* _EXPLORE O MATERIAL_
(A) Transcreva o trecho do texto sobre Educação Ambiental que começa em "Mas os educadores, quando" e segue até "transformação de Lavoisier.".
(B) Resuma em duas frases o texto sobre Educação Ambiental.

* _TEXTO PARA LEITURA_
----------------------------------------

Mas os educadores, quando se juntam e se dispõem a se abrir ao diálogo, a aprender coletivamente, vão encontrar a melhor pedagogia, os melhores conteúdos, a melhor forma de fazer Educação Ambiental.
Vale a pena ter em mente a mudança de foco de que não é para decorar, é para vivenciar. Fazendo composteiras, por exemplo, os estudantes vão conhecer a compostagem, a minhoca e os diversos bichinhos que materializam o milagre da transformação de Lavoisier.
Também é compreender a questão dentro de uma série de comportamentos e um contexto maior. Quais valores da sociedade humana levam o resíduo sólido a ser um problema? A partir de que momento isso passa a incomodar e trazer consequências nefastas como os lixões e o acúmulo de plástico no mar? Quais são essas diversas condições que se somaram para transformar uma simples casca de laranja em um problema enorme?

----------------------------------------

* _DADOS DE ORIGEM_
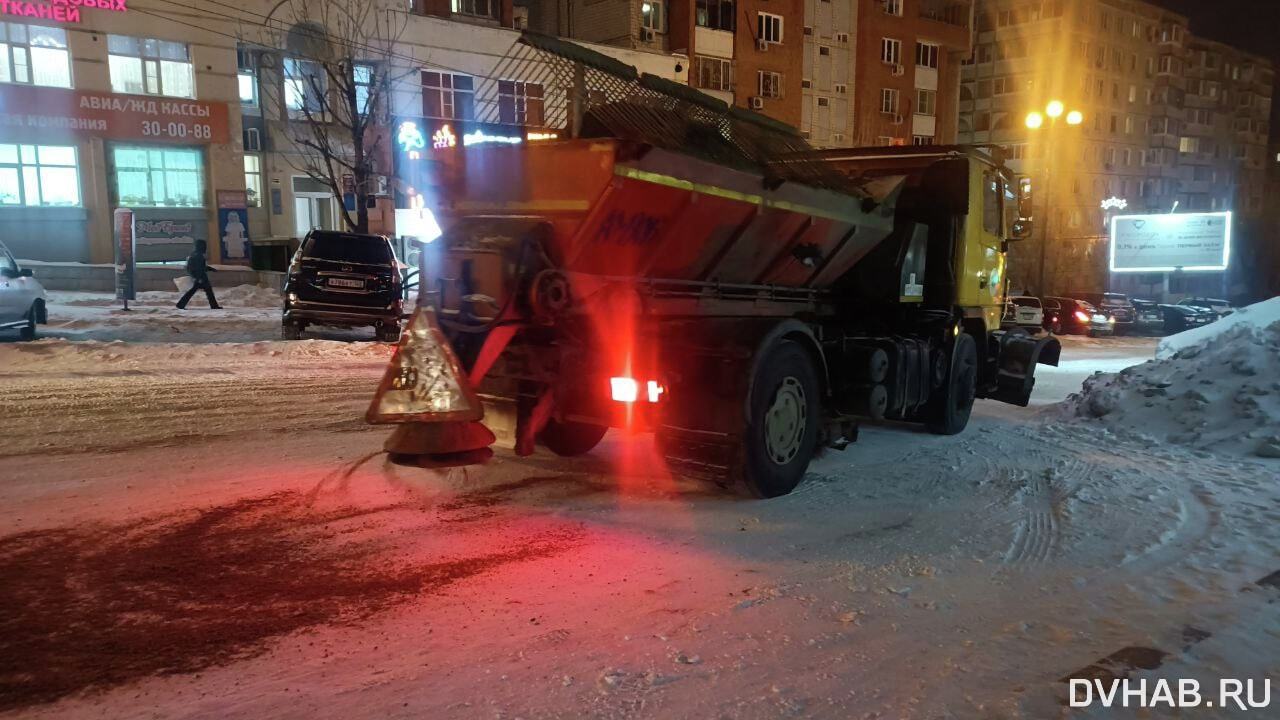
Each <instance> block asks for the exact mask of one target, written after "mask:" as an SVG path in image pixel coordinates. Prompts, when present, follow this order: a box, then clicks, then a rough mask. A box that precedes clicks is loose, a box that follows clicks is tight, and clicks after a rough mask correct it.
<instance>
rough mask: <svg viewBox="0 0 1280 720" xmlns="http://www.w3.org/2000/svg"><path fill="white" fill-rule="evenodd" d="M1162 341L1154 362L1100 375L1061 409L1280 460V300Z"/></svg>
mask: <svg viewBox="0 0 1280 720" xmlns="http://www.w3.org/2000/svg"><path fill="white" fill-rule="evenodd" d="M1236 316H1239V319H1236V320H1235V322H1231V323H1228V320H1229V319H1230V318H1236ZM1206 331H1208V332H1206ZM1183 336H1193V337H1183ZM1166 340H1169V341H1174V342H1170V343H1164V342H1162V343H1161V346H1160V350H1161V352H1160V354H1158V356H1157V357H1156V359H1155V360H1151V361H1148V363H1143V364H1140V365H1134V366H1132V368H1126V369H1124V370H1121V372H1120V373H1116V374H1102V373H1098V374H1096V375H1093V377H1092V378H1089V379H1087V380H1085V382H1084V387H1083V389H1082V391H1080V392H1078V393H1074V395H1071V396H1070V397H1068V400H1066V401H1064V402H1062V404H1061V406H1060V407H1061V409H1062V410H1064V413H1065V414H1066V415H1069V416H1075V418H1085V419H1092V420H1094V421H1098V423H1101V424H1102V425H1103V427H1105V428H1107V429H1108V430H1111V432H1115V433H1116V434H1120V436H1138V437H1142V438H1146V439H1148V441H1153V442H1160V443H1166V442H1167V443H1175V445H1181V446H1188V447H1192V448H1199V450H1212V451H1215V452H1224V454H1230V455H1258V456H1262V457H1280V302H1277V300H1268V301H1267V302H1262V304H1258V305H1253V306H1251V307H1248V309H1245V310H1243V311H1239V313H1236V314H1235V315H1230V316H1229V318H1228V319H1224V320H1219V322H1217V323H1215V324H1213V325H1208V327H1206V328H1199V329H1196V331H1190V332H1187V333H1180V334H1179V336H1174V337H1172V338H1166Z"/></svg>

----------------------------------------

* _RESPOSTAS DAS TAREFAS_
(A)
Mas os educadores, quando se juntam e se dispõem a se abrir ao diálogo, a aprender coletivamente, vão encontrar a melhor pedagogia, os melhores conteúdos, a melhor forma de fazer Educação Ambiental.
Vale a pena ter em mente a mudança de foco de que não é para decorar, é para vivenciar. Fazendo composteiras, por exemplo, os estudantes vão conhecer a compostagem, a minhoca e os diversos bichinhos que materializam o milagre da transformação de Lavoisier.

(B) Educadores que se reúnem, dialogam e aprendem coletivamente encontram a melhor forma de fazer Educação Ambiental, que deve ser vivenciada e não decorada, como quando os estudantes fazem composteiras. Também é preciso compreender o resíduo sólido dentro de comportamentos, valores da sociedade e um contexto maior, que o transformam em um problema com consequências como os lixões e o acúmulo de plástico no mar.